WORK INSTRUCTIONS: Wherever a line holds the word "outstretched", copy that line from the data.

Stored records:
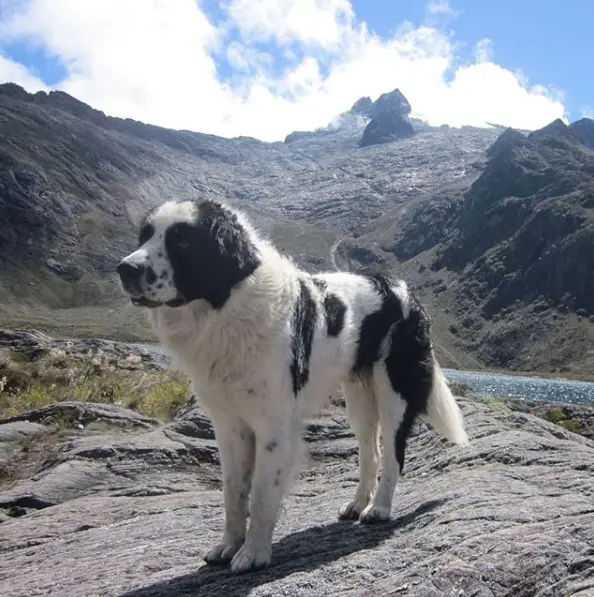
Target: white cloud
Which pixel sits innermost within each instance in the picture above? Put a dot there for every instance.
(320, 23)
(439, 7)
(155, 60)
(17, 73)
(483, 50)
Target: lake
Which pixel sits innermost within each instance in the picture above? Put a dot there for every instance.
(528, 388)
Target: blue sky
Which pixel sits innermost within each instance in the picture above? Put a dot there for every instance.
(266, 67)
(552, 42)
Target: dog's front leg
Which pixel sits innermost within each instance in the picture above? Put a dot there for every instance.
(271, 476)
(236, 451)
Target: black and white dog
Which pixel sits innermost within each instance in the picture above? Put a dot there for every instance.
(265, 344)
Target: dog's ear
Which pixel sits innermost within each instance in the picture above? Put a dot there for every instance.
(219, 255)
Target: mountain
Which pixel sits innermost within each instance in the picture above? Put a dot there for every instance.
(388, 119)
(512, 255)
(458, 211)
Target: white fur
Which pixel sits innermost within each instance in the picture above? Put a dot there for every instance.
(238, 359)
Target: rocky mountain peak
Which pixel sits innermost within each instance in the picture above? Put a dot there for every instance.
(362, 107)
(556, 134)
(584, 130)
(392, 102)
(389, 120)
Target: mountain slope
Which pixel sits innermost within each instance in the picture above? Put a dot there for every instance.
(511, 257)
(457, 211)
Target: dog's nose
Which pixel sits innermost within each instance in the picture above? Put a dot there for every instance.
(130, 272)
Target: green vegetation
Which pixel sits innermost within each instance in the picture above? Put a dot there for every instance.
(58, 376)
(496, 403)
(559, 417)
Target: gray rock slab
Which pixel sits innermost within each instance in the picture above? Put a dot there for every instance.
(512, 514)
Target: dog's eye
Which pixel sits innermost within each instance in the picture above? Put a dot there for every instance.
(180, 238)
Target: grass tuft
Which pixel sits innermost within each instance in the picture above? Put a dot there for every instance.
(92, 377)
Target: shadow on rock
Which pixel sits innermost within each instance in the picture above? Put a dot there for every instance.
(300, 552)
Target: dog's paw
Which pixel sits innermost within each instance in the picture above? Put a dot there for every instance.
(350, 511)
(222, 553)
(373, 514)
(250, 558)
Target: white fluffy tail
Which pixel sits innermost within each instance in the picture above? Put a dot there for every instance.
(442, 410)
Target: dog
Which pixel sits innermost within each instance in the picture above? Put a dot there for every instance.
(265, 344)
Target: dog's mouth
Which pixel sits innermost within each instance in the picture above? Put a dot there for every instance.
(142, 301)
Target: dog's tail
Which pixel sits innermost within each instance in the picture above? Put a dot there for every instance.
(442, 410)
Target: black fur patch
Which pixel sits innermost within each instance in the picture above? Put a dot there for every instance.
(151, 277)
(376, 326)
(147, 231)
(335, 312)
(409, 363)
(210, 256)
(304, 320)
(334, 308)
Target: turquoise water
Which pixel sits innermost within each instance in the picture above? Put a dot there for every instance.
(528, 388)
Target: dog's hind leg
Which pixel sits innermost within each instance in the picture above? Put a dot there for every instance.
(363, 416)
(394, 421)
(236, 452)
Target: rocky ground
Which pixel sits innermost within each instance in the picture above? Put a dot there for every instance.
(108, 502)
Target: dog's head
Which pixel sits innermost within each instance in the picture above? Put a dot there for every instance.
(187, 251)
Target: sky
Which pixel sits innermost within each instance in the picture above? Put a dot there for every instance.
(264, 68)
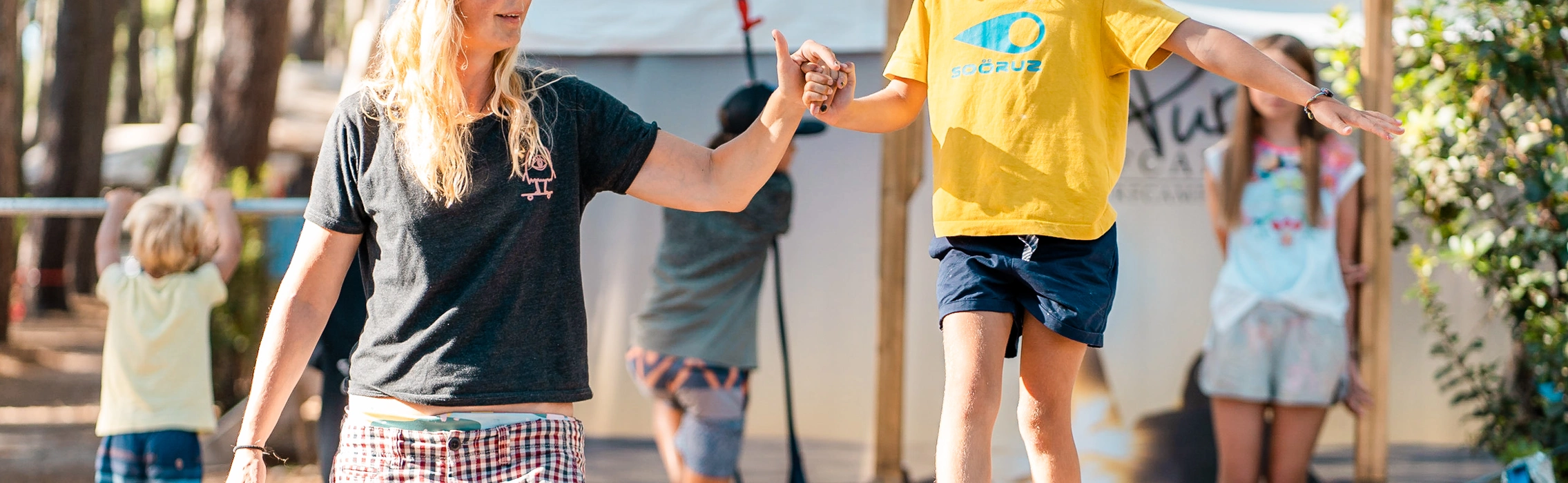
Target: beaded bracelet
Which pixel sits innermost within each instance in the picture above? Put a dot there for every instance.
(262, 449)
(1321, 93)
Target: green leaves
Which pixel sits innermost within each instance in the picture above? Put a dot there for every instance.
(1484, 176)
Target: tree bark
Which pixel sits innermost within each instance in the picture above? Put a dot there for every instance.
(48, 16)
(132, 96)
(244, 91)
(74, 134)
(309, 29)
(10, 150)
(188, 18)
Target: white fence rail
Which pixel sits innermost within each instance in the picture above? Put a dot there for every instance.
(93, 208)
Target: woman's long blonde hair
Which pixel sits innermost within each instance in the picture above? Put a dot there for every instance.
(416, 83)
(1241, 156)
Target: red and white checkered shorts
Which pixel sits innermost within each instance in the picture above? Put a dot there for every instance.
(532, 452)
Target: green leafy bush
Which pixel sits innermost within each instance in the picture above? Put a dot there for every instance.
(1482, 87)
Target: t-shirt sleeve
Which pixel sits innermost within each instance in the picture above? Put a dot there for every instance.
(1341, 168)
(110, 283)
(334, 188)
(612, 140)
(209, 283)
(1134, 32)
(910, 57)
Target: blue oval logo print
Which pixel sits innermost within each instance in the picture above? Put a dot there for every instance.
(998, 33)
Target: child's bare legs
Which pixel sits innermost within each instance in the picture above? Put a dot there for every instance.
(1239, 436)
(1048, 367)
(973, 347)
(667, 419)
(1291, 444)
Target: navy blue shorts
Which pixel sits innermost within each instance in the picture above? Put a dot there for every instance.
(1067, 284)
(157, 457)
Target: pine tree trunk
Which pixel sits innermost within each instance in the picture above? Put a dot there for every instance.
(309, 30)
(132, 95)
(74, 134)
(10, 148)
(244, 91)
(188, 18)
(48, 16)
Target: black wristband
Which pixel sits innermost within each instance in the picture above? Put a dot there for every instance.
(262, 449)
(1308, 106)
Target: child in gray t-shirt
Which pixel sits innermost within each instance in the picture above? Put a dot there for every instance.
(695, 344)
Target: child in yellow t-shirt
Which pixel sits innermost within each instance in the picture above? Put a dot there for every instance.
(1029, 121)
(157, 371)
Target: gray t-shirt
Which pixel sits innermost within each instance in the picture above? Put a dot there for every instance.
(708, 278)
(478, 303)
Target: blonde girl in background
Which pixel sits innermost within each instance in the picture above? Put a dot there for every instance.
(157, 369)
(1283, 197)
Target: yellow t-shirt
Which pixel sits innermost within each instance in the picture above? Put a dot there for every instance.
(1029, 107)
(157, 363)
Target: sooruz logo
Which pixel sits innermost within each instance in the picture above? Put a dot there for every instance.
(998, 35)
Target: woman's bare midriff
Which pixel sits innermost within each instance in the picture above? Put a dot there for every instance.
(391, 406)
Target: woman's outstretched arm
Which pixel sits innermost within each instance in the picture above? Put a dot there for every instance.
(304, 300)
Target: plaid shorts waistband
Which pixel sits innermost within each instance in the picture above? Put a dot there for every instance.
(546, 451)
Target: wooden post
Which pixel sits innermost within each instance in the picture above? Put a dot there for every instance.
(1377, 242)
(902, 165)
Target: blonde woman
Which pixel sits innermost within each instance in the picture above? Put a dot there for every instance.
(460, 179)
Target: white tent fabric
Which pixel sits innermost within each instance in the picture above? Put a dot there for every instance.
(620, 27)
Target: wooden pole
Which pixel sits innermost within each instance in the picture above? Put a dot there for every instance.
(902, 165)
(1377, 242)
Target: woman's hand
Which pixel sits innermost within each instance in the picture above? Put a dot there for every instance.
(792, 82)
(248, 468)
(1357, 399)
(1346, 119)
(824, 76)
(836, 85)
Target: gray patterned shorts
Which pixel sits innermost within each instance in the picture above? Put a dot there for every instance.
(1277, 355)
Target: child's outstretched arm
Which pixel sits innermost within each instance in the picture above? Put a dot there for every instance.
(1225, 54)
(220, 203)
(106, 245)
(887, 110)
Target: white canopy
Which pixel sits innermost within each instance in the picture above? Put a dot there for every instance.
(623, 27)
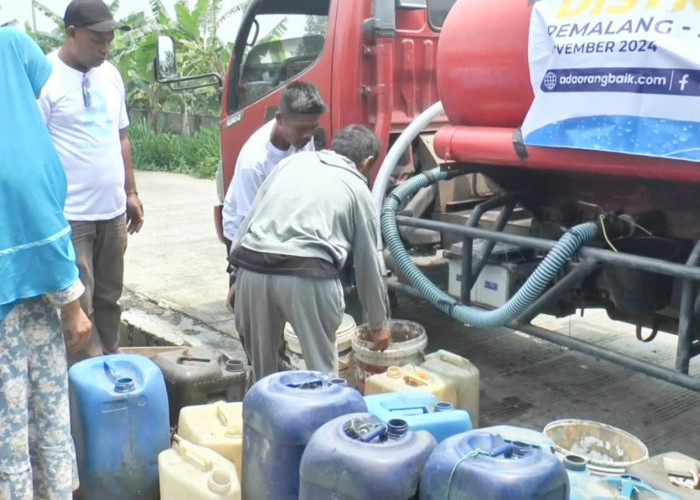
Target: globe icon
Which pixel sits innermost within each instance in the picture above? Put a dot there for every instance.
(550, 80)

RESPONSE FOR THIS EXERCISE:
Target: woman's outstretched arm
Target: child's outstretched arm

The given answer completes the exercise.